- Goal
Rewrite the material below as a numbered list with one line per item, omitting any blank lines.

·····

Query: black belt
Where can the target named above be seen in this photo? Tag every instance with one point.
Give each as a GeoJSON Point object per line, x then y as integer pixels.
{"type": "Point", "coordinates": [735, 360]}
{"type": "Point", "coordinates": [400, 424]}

·····

- Worked solution
1. Query: black belt
2. Where can the target named above be seen in this photo? Tag every instance with one point.
3. Give each as a GeoJSON Point object per line, x then y as integer pixels.
4. {"type": "Point", "coordinates": [735, 360]}
5. {"type": "Point", "coordinates": [400, 424]}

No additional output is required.